### Work to be completed
Quote the records exactly, starting at the first line and stopping after the line with "Target: sandy shore"; skip the pictures.

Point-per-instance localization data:
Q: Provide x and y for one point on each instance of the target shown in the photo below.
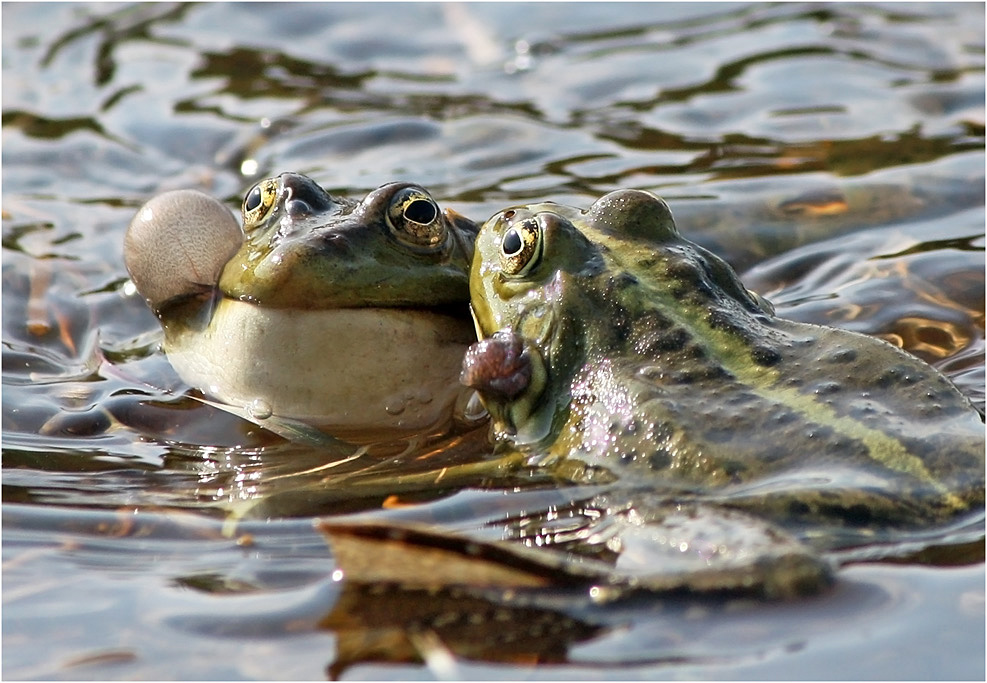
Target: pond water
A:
(833, 153)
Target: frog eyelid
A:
(416, 220)
(521, 247)
(258, 201)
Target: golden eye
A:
(258, 202)
(520, 248)
(414, 218)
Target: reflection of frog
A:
(347, 315)
(609, 340)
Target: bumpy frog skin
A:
(349, 316)
(611, 342)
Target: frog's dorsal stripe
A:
(733, 353)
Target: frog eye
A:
(414, 218)
(520, 248)
(258, 202)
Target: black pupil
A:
(512, 242)
(253, 199)
(420, 211)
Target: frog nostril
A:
(297, 208)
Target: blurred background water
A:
(834, 153)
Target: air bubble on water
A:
(259, 409)
(248, 167)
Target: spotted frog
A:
(349, 316)
(618, 352)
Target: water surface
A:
(833, 153)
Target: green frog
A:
(616, 351)
(349, 316)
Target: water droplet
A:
(259, 409)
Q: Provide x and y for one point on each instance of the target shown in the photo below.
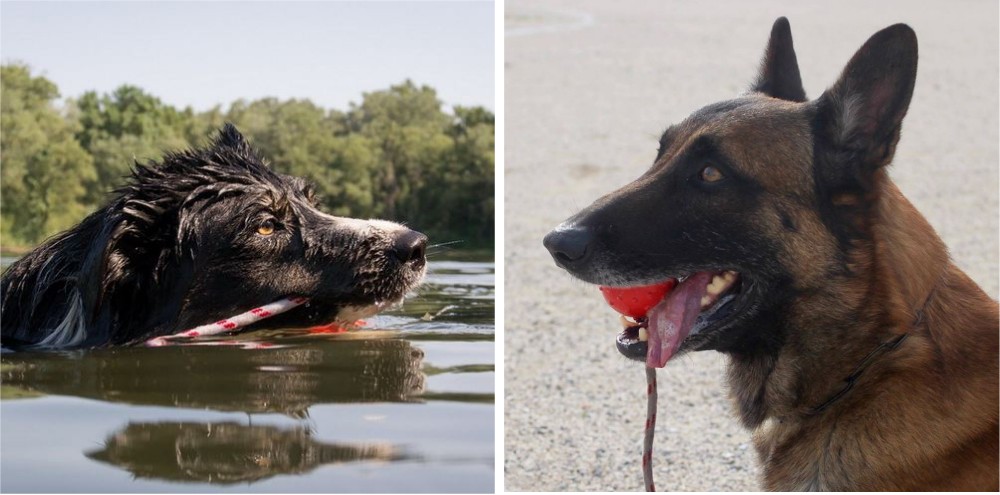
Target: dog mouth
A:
(698, 307)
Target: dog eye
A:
(711, 174)
(266, 227)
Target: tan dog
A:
(861, 357)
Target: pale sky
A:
(207, 53)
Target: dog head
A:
(754, 204)
(207, 234)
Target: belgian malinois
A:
(861, 357)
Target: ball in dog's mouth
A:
(690, 305)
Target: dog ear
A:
(862, 113)
(779, 71)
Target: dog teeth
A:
(720, 283)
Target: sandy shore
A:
(589, 87)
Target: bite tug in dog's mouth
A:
(694, 307)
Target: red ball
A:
(636, 301)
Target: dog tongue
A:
(671, 320)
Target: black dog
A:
(206, 234)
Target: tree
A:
(44, 170)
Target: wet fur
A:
(837, 261)
(177, 247)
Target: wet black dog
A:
(202, 236)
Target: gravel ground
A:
(589, 87)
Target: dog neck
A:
(909, 325)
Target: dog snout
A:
(410, 247)
(569, 246)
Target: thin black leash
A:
(883, 348)
(651, 393)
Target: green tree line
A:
(397, 155)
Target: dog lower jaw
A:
(725, 297)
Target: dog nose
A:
(410, 246)
(568, 245)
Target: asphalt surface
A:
(589, 88)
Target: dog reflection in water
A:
(227, 453)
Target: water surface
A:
(405, 405)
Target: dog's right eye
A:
(711, 174)
(266, 227)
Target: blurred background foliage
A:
(397, 155)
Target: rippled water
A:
(405, 405)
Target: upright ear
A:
(779, 71)
(862, 113)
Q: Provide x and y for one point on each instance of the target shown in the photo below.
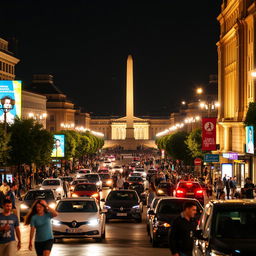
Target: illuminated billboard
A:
(10, 100)
(59, 146)
(249, 139)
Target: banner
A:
(59, 146)
(209, 134)
(249, 139)
(10, 94)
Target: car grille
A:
(78, 224)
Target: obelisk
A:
(129, 99)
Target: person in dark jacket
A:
(182, 232)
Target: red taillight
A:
(199, 192)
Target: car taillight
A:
(199, 192)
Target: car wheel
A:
(98, 240)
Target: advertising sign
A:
(211, 158)
(59, 146)
(10, 94)
(209, 134)
(249, 139)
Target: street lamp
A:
(7, 104)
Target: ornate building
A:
(236, 61)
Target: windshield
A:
(138, 179)
(92, 178)
(85, 187)
(77, 206)
(51, 183)
(105, 176)
(39, 194)
(122, 196)
(236, 223)
(173, 206)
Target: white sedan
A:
(79, 218)
(56, 185)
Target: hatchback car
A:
(189, 189)
(227, 228)
(86, 190)
(79, 218)
(166, 211)
(123, 204)
(56, 185)
(36, 194)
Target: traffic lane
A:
(122, 237)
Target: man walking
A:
(9, 225)
(181, 234)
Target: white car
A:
(117, 168)
(140, 171)
(79, 218)
(56, 185)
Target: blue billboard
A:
(249, 139)
(59, 146)
(10, 100)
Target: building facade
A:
(236, 61)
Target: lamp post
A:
(7, 104)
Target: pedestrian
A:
(249, 188)
(9, 226)
(39, 219)
(181, 235)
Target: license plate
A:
(73, 230)
(121, 214)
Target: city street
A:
(122, 238)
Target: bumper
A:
(88, 234)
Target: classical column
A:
(129, 99)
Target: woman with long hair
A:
(39, 219)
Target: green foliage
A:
(29, 143)
(194, 143)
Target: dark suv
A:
(227, 228)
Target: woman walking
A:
(39, 219)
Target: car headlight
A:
(216, 253)
(23, 207)
(93, 222)
(56, 222)
(160, 191)
(109, 182)
(52, 205)
(95, 195)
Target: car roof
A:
(78, 199)
(233, 202)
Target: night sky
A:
(84, 44)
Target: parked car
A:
(227, 228)
(54, 184)
(189, 189)
(166, 211)
(79, 218)
(36, 194)
(123, 204)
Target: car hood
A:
(235, 246)
(117, 204)
(30, 202)
(78, 217)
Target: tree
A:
(29, 143)
(194, 143)
(177, 148)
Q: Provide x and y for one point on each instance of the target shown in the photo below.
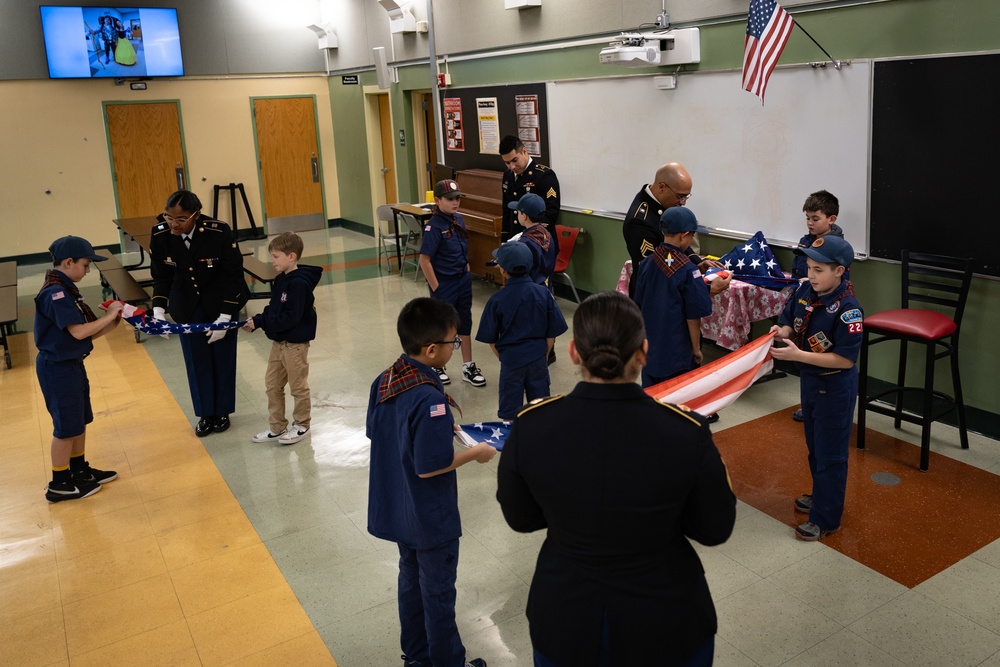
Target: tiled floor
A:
(221, 551)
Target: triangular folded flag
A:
(753, 262)
(709, 388)
(492, 433)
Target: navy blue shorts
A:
(66, 390)
(457, 290)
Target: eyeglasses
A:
(456, 344)
(182, 220)
(681, 198)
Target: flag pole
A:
(836, 63)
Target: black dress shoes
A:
(204, 427)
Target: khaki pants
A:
(288, 364)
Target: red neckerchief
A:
(663, 253)
(402, 376)
(453, 223)
(800, 335)
(57, 278)
(538, 235)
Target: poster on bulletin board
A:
(453, 123)
(489, 125)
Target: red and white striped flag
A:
(768, 29)
(711, 387)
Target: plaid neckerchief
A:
(58, 278)
(454, 227)
(800, 335)
(402, 376)
(667, 261)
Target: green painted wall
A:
(896, 28)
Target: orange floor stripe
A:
(908, 532)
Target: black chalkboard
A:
(471, 158)
(936, 159)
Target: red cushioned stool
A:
(934, 279)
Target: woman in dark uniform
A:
(621, 482)
(198, 277)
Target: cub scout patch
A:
(851, 316)
(818, 342)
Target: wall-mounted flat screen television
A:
(116, 42)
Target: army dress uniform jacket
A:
(209, 274)
(543, 182)
(621, 481)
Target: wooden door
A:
(147, 155)
(388, 155)
(290, 170)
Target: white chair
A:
(389, 242)
(414, 234)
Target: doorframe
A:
(256, 151)
(111, 158)
(421, 148)
(373, 134)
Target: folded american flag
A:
(718, 384)
(753, 262)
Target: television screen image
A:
(113, 42)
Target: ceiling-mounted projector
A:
(633, 49)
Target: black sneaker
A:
(803, 503)
(71, 490)
(473, 375)
(94, 476)
(810, 532)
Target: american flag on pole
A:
(711, 387)
(768, 29)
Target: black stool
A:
(934, 279)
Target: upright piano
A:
(482, 209)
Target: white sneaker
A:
(293, 435)
(267, 436)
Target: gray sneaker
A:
(803, 503)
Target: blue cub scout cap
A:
(73, 247)
(679, 219)
(530, 204)
(514, 258)
(829, 250)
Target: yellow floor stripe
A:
(162, 566)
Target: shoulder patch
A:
(681, 411)
(539, 402)
(851, 316)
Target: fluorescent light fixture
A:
(400, 18)
(325, 33)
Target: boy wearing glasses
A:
(413, 487)
(520, 323)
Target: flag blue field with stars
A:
(753, 262)
(492, 433)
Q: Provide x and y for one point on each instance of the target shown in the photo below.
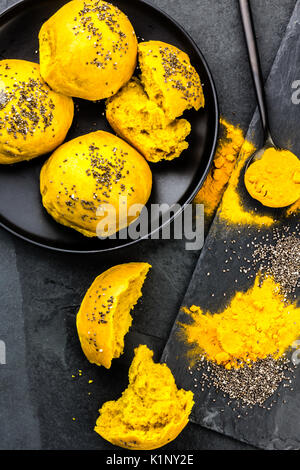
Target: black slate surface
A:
(40, 291)
(227, 249)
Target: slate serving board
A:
(278, 428)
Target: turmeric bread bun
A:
(90, 184)
(151, 411)
(34, 120)
(169, 78)
(104, 316)
(143, 124)
(88, 49)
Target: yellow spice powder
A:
(226, 154)
(274, 179)
(255, 325)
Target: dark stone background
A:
(40, 291)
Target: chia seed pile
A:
(275, 253)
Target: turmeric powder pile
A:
(226, 155)
(256, 325)
(221, 184)
(274, 179)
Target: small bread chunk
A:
(151, 411)
(169, 78)
(104, 316)
(141, 122)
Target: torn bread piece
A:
(151, 412)
(141, 122)
(104, 316)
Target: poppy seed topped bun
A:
(34, 120)
(169, 78)
(94, 171)
(87, 49)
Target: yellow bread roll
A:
(142, 123)
(34, 120)
(151, 411)
(88, 49)
(94, 171)
(104, 316)
(169, 78)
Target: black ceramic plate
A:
(21, 211)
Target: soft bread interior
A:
(150, 412)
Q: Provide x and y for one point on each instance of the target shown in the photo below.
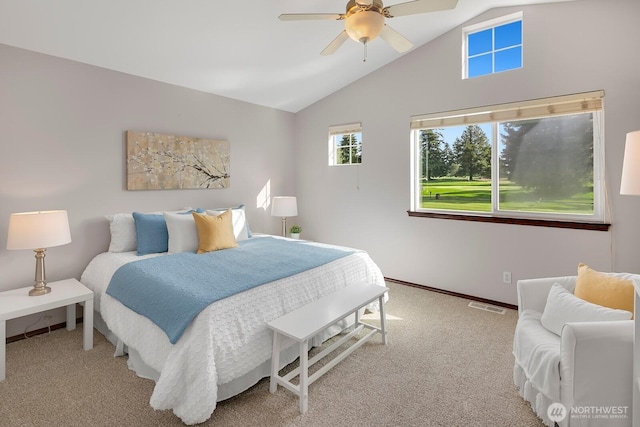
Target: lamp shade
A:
(284, 206)
(35, 230)
(630, 183)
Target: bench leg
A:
(304, 376)
(275, 362)
(383, 320)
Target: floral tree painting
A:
(163, 162)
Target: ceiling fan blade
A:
(418, 6)
(309, 16)
(396, 40)
(335, 43)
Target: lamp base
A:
(40, 286)
(43, 290)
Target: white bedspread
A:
(226, 340)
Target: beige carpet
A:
(445, 365)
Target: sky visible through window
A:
(495, 49)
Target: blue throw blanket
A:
(171, 290)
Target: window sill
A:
(594, 226)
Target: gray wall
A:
(568, 48)
(62, 132)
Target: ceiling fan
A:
(364, 20)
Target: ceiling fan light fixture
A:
(364, 26)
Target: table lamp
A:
(284, 206)
(38, 231)
(630, 183)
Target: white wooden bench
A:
(311, 319)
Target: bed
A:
(226, 347)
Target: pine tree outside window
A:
(345, 144)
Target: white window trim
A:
(517, 16)
(546, 107)
(341, 130)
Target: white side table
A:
(18, 303)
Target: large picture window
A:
(538, 159)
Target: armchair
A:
(588, 368)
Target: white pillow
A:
(239, 219)
(183, 234)
(123, 231)
(562, 307)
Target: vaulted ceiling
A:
(236, 49)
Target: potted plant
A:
(295, 231)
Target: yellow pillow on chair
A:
(604, 289)
(214, 232)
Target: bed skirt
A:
(227, 390)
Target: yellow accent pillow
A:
(214, 232)
(604, 289)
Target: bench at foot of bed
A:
(311, 319)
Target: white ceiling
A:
(237, 49)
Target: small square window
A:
(345, 144)
(493, 46)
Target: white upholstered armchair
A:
(587, 366)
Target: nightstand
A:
(18, 303)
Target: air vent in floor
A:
(487, 307)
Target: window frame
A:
(491, 24)
(338, 131)
(540, 108)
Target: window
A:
(345, 144)
(539, 159)
(493, 46)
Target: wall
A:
(568, 48)
(62, 132)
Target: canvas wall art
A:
(164, 162)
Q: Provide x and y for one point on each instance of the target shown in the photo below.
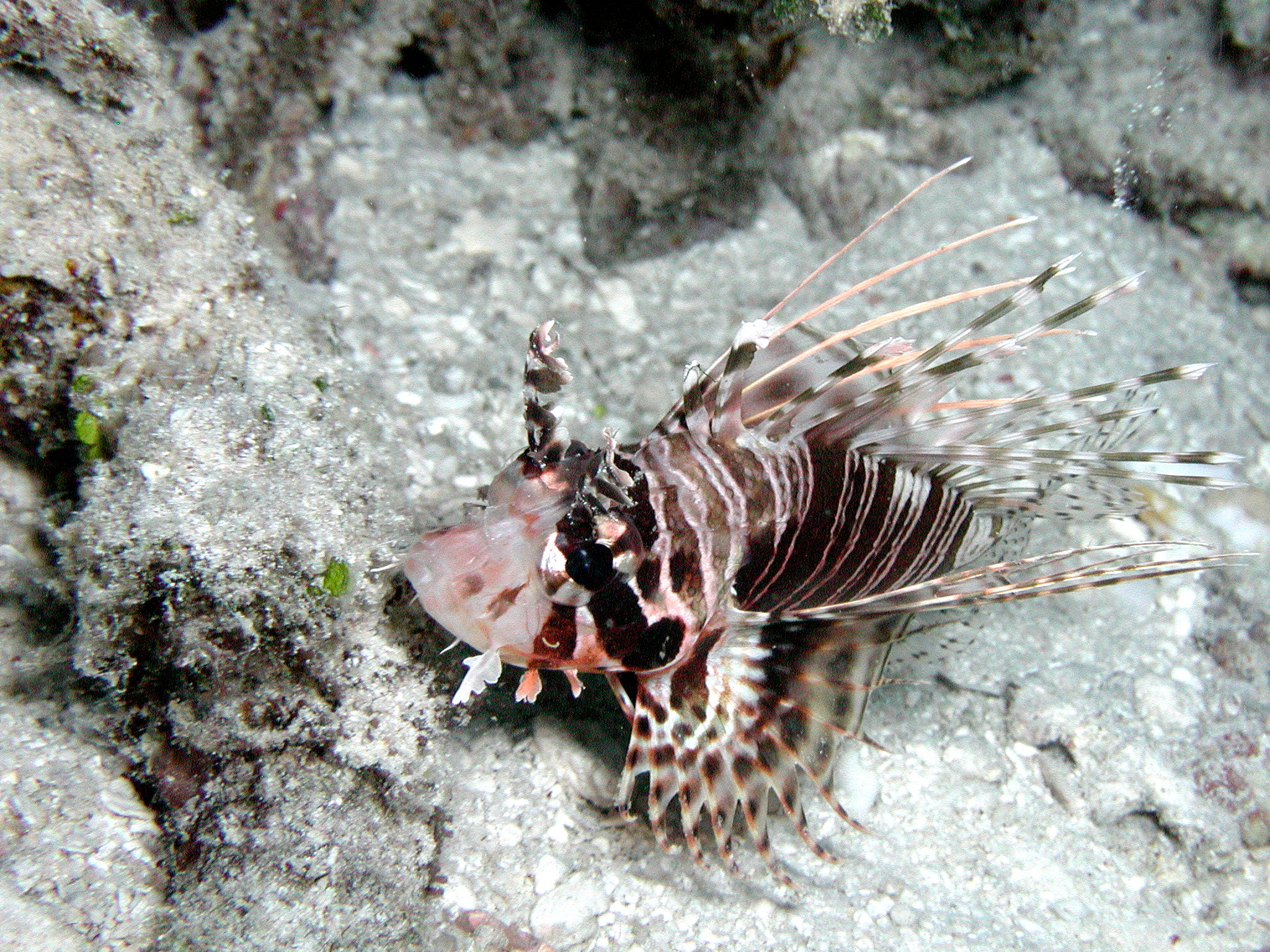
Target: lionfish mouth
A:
(790, 514)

### Answer box
Q: Provide x and y for one point on each instance of the target shown in the photo below.
Target: pond water
A:
(833, 153)
Target: frog eyelid
A:
(416, 220)
(521, 247)
(258, 201)
Target: golden eye
A:
(258, 202)
(520, 248)
(414, 218)
Target: reflection of frog
A:
(347, 315)
(609, 340)
Target: bumpy frog skin
A:
(349, 316)
(611, 342)
Target: frog's dorsal stripe
A:
(733, 353)
Target: frog eye
A:
(414, 218)
(520, 248)
(258, 202)
Target: black pupil
A:
(512, 242)
(253, 199)
(420, 211)
Target: frog nostril
A:
(297, 208)
Target: blurred background water
A:
(834, 153)
Target: air bubble on water
A:
(259, 409)
(248, 167)
Target: spotted frog
A:
(349, 316)
(618, 352)
Target: water surface
A:
(833, 153)
Target: green frog
A:
(616, 351)
(349, 316)
Target: water droplet
A:
(259, 409)
Q: Provide x and y for one point on each instance of the target shown in the photo below.
Target: dog mouth
A:
(698, 307)
Target: dog eye
A:
(711, 174)
(266, 227)
Target: tan dog
A:
(861, 357)
Target: pale sky
A:
(207, 53)
Target: dog head
A:
(754, 204)
(207, 234)
Target: belgian malinois
A:
(861, 357)
Target: ball in dog's mouth
A:
(690, 305)
Target: dog ear
A:
(862, 113)
(779, 71)
Target: dog teeth
A:
(720, 283)
Target: sandy shore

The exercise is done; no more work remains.